* WORK TO COMPLETE: Give back every record that follows, exactly as written.

* DATA FOR THIS TASK:
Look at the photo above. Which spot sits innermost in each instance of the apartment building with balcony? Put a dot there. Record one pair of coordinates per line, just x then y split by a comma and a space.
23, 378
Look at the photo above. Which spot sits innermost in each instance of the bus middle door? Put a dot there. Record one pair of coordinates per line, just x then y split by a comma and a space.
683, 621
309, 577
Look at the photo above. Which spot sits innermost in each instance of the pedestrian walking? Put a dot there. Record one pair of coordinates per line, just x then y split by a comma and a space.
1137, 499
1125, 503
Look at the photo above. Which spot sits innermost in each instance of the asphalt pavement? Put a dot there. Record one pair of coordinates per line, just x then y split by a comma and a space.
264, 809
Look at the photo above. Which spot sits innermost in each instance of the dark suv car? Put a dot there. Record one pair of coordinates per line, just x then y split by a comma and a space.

* ANSWER SPACE:
Look at the photo above. Which spot sits innermost in each instance of the apartment building with balcony? Put a dot there. Record one pair of coordinates per line, just x then y split by a comma and a space.
23, 378
Look at the photo above. Which spot sits innermost in each instance of the bus middle door? Put a dot there. Record one pair of coordinates per line, just x then y split by a comma and a space.
683, 621
309, 577
Look at the photo above. Which spot sits innermost in each instance of the pedestrian walking? Put a dot there. Record one pair of coordinates per line, just x then y split by a comma and a space.
1137, 499
1125, 503
Look at the photo above. Which spot sits innermost in each instance of the asphalt pavement? Put a dot there. Record one pair of coordinates per line, just x then y split by a comma and a space.
264, 809
Look at the photo above. Which spot sits innermost in each instance of the dark suv car? Put a dot there. Record one pair of coordinates per line, just x then y split by a comma and a space.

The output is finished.